Text shown ▸
Tuesday, September 6, 2011

DC Comics The New 52: Week 1

Well, the wait is finally over!  The New DCU is upon us, and whether you're ready or not, this week sees the release of 13 all new series.  It's strange, exciting, and truly a great time to be a fan of the medium of comics.  Now, on the review side, I'm trying to be as spoiler free as possible with these reviews, mainly due to the fact that experiencing them yourself is paramount.  I'm also going to try to do full reviews for a lot of these new series, though time constraints and my current sanity level will prevent me from doing all of them.  That said, in these The New 52 Articles, I'll give you a quick rundown of what was good, what was not so good, and what are the books to seek out.  So without further ado, TO THE BOOKS!

Your instructions ▸
Can you revise the New 52 post from the words "Well, the wait" through "TO THE BOOKS!", putting "titles" in place of "series"?

Dataset extract ▸
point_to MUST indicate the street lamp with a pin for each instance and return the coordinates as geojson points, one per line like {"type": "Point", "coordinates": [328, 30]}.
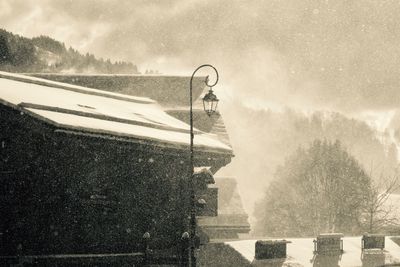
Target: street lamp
{"type": "Point", "coordinates": [210, 102]}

The reply ▸
Well, the wait is finally over!  The New DCU is upon us, and whether you're ready or not, this week sees the release of 13 all new titles.  It's strange, exciting, and truly a great time to be a fan of the medium of comics.  Now, on the review side, I'm trying to be as spoiler free as possible with these reviews, mainly due to the fact that experiencing them yourself is paramount.  I'm also going to try to do full reviews for a lot of these new titles, though time constraints and my current sanity level will prevent me from doing all of them.  That said, in these The New 52 Articles, I'll give you a quick rundown of what was good, what was not so good, and what are the books to seek out.  So without further ado, TO THE BOOKS!